● EXERCISE AIM
Reproduce verbatim the lines of the records below, from the line containing "the green center" to the line containing "x=549, y=125", including both of those lines.

┌──

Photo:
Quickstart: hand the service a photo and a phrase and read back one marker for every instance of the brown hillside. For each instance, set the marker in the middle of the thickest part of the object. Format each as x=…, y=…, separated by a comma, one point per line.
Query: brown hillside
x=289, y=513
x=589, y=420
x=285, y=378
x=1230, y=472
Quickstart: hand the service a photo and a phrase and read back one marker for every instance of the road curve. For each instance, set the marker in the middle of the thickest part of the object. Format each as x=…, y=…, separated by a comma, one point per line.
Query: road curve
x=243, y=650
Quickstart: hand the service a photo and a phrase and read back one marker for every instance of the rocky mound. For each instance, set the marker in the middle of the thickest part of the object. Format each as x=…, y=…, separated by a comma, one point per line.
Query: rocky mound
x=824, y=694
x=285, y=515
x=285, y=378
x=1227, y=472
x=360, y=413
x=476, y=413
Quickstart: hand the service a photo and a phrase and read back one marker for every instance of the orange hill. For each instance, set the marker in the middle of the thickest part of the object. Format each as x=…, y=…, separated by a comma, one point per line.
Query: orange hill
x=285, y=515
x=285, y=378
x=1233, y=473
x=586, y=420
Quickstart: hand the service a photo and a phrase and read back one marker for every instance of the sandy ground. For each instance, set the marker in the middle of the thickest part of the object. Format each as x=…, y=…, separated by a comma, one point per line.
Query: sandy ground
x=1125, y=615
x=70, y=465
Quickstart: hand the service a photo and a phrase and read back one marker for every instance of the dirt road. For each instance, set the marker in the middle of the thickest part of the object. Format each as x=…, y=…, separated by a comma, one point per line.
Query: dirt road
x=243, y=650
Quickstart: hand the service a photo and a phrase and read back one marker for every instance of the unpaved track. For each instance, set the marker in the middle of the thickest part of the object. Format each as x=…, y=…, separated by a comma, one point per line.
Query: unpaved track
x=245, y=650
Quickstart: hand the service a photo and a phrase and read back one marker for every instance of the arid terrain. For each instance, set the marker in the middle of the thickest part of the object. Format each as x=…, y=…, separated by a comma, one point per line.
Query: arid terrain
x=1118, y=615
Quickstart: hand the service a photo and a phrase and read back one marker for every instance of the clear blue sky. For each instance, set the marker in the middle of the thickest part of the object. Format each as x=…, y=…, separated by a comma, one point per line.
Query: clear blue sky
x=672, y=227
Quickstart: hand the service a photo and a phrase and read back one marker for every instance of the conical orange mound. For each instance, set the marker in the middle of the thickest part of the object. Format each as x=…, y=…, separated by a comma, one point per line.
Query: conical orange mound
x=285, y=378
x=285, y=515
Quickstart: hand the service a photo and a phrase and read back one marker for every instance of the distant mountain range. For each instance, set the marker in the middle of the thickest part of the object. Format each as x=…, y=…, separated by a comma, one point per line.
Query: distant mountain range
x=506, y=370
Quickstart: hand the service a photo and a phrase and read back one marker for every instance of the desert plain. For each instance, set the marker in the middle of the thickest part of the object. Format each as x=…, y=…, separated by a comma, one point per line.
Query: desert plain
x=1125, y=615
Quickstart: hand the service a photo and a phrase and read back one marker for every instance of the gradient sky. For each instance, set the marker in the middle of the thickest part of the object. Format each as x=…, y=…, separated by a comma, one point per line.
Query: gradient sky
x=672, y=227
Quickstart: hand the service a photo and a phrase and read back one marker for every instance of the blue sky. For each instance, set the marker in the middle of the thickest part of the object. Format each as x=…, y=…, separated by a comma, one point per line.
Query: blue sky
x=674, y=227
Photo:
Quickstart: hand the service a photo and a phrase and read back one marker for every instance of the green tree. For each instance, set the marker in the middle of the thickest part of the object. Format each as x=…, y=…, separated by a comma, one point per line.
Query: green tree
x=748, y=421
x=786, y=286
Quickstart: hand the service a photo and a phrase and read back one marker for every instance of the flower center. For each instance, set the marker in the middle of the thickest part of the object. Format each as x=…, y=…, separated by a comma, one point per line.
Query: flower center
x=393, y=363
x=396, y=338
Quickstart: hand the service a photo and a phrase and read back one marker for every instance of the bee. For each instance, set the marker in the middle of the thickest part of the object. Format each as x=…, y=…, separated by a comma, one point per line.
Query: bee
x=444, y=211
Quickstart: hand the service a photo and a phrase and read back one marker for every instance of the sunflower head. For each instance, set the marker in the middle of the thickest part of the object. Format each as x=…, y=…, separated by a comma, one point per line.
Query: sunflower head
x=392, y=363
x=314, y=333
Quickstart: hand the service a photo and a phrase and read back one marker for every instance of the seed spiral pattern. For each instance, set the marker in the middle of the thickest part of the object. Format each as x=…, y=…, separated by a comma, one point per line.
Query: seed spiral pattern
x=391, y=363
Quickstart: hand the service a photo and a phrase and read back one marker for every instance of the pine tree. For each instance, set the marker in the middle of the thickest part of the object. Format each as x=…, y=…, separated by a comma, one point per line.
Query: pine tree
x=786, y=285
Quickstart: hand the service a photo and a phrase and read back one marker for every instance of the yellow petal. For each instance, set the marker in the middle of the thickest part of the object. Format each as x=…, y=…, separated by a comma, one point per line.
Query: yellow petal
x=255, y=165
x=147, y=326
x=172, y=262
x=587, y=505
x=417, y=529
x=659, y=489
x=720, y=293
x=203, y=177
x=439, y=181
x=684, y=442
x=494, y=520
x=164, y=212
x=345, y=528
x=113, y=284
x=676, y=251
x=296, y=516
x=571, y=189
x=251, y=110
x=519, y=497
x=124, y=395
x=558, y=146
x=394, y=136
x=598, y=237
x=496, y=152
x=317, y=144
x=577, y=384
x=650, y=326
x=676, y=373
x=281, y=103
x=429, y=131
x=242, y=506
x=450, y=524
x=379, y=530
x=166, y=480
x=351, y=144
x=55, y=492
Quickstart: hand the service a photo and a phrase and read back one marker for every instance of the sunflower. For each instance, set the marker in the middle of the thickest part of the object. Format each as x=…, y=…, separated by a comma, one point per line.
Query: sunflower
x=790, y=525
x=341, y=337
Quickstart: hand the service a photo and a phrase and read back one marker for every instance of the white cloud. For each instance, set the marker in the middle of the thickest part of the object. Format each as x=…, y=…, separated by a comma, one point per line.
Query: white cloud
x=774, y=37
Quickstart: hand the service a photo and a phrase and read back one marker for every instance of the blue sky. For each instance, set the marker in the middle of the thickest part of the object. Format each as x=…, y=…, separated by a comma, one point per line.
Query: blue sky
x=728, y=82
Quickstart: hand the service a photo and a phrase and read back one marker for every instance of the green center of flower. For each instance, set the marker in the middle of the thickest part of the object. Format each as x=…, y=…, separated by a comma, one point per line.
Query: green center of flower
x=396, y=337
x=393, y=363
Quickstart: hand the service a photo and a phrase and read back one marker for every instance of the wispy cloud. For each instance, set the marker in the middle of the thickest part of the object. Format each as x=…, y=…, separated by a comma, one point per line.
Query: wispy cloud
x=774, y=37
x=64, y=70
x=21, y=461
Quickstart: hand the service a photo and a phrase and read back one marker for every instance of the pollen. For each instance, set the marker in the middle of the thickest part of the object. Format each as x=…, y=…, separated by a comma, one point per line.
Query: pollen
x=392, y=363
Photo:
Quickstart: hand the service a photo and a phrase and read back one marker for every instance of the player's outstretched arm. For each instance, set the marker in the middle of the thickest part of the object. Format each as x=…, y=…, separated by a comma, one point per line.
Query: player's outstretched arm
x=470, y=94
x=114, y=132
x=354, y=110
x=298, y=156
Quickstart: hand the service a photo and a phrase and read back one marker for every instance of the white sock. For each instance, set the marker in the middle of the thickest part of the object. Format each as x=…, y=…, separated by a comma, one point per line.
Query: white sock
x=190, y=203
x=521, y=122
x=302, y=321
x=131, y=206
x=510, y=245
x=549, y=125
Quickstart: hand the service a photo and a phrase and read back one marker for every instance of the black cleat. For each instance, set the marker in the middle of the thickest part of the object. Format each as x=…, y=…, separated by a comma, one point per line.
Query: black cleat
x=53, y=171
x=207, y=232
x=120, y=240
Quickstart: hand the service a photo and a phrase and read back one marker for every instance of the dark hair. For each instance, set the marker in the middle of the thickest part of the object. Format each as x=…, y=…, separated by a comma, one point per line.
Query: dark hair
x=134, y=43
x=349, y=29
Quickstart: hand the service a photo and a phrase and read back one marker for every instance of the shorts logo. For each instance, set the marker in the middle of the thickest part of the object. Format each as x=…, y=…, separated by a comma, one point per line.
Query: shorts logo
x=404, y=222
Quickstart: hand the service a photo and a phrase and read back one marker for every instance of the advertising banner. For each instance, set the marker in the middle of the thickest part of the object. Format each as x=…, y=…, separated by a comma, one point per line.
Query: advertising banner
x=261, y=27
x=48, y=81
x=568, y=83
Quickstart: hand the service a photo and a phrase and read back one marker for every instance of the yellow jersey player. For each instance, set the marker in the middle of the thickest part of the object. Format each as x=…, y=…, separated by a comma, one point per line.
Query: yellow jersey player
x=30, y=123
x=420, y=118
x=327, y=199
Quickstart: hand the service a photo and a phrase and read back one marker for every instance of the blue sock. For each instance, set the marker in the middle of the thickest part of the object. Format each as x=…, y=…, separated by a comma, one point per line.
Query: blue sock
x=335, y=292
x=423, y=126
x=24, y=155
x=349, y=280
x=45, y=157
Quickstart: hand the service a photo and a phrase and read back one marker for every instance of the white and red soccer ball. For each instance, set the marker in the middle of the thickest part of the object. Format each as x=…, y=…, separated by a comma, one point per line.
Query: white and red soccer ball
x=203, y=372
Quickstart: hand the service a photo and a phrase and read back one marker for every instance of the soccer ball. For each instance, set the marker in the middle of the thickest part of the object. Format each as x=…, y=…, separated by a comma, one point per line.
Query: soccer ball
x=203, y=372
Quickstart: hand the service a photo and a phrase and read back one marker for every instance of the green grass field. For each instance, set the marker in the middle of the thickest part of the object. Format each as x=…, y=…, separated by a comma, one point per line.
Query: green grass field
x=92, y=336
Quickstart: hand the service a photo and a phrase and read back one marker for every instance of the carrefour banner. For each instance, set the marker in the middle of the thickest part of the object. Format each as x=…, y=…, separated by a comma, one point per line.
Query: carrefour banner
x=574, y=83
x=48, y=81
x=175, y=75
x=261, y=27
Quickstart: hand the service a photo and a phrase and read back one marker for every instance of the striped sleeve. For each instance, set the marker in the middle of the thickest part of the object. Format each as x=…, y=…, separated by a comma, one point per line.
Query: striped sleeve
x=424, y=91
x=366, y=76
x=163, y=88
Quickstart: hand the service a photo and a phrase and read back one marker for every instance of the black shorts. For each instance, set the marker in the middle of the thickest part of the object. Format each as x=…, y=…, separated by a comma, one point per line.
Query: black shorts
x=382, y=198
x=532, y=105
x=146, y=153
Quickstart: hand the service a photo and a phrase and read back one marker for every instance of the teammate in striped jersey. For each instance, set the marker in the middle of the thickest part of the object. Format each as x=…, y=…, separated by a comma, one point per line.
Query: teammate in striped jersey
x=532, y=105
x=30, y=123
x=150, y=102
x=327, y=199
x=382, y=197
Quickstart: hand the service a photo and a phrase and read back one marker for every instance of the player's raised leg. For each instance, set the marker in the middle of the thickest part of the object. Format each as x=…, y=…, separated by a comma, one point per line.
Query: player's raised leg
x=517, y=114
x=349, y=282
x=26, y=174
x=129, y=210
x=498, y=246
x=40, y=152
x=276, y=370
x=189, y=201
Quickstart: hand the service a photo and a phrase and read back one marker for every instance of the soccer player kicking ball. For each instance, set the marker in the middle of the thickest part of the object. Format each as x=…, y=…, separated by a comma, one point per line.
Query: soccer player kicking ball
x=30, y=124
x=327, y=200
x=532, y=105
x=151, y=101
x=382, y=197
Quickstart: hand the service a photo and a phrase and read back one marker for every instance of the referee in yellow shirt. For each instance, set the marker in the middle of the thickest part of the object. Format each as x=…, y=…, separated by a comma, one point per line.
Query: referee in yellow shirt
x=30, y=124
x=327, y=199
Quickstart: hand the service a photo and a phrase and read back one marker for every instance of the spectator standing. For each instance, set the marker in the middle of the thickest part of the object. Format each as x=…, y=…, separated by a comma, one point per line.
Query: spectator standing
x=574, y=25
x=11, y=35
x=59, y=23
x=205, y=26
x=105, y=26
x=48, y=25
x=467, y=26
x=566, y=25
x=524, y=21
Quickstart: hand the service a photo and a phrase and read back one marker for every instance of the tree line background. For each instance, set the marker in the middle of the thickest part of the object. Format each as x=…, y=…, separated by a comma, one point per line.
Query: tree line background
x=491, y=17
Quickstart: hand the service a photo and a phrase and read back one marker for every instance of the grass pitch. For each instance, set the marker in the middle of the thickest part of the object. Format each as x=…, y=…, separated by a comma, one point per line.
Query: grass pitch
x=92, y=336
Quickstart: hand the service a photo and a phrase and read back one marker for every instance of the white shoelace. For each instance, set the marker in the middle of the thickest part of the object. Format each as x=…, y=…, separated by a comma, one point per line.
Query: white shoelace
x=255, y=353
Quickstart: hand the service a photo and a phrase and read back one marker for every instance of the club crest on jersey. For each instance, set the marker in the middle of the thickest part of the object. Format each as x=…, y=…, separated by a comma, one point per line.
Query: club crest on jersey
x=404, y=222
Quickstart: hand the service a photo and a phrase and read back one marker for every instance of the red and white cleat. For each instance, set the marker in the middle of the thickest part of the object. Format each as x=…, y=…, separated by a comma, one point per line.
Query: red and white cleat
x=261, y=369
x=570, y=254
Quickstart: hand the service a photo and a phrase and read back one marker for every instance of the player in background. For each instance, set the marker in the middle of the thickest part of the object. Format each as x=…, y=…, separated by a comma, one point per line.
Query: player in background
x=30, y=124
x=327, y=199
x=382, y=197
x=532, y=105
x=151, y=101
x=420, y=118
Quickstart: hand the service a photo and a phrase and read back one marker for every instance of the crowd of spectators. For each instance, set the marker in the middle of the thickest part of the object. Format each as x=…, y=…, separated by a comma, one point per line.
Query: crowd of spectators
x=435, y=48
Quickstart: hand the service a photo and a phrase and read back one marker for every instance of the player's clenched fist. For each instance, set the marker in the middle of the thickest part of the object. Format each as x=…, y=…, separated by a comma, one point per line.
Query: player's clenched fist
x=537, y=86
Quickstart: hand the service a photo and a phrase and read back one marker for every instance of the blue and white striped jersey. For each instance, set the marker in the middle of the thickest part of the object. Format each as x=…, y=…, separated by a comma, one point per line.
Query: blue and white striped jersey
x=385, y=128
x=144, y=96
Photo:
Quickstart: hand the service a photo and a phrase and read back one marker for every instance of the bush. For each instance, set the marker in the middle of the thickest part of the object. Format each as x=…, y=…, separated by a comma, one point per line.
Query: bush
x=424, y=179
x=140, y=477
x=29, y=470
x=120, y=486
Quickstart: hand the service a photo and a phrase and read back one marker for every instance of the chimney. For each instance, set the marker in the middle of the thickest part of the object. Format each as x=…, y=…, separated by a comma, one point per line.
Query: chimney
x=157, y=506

└──

● RESPONSE
Quickstart: hand the service a photo and a phrase and read back one marker for every instance of the green center of flower. For each instance, set the marker in the middle of the thickest part of the object. Format each as x=…, y=…, separated by a comma, one point per line.
Query: green center of flower
x=396, y=337
x=393, y=363
Quickstart: hand the service a photo and a phrase and read back one marker for every instance of the wispy cloud. For each instance, set the marker in the middle of the thickest part of the object. Format each as x=…, y=…, separated by a comma, one point per line.
Query: wispy cloud
x=774, y=37
x=64, y=70
x=21, y=461
Quickstart: hand the service a photo and a phrase and read back one marker for every instance of the pollen. For each instance, set the marker in the middle of the thickest part of the object. Format each as x=…, y=…, separated by a comma, one point per line.
Query: pollen
x=392, y=363
Photo:
Quickstart: hand the service a photo and a phrase and read back one marker for every instance of the player's outstretched arm. For each instance, set the marker in the middle of the thickest part of the object. Format each as x=…, y=…, separated by a comma, one point per line.
Query: player's outstretched arm
x=470, y=94
x=114, y=132
x=354, y=110
x=298, y=156
Quickstart: hand the service a photo and a phrase and read back one marker for every instance of the white sock. For each instance, set the marker in the middle of the thickest part of the object. Format each as x=…, y=…, separated by a comma, one point per line.
Query: white sock
x=190, y=203
x=521, y=122
x=302, y=321
x=131, y=206
x=510, y=245
x=549, y=125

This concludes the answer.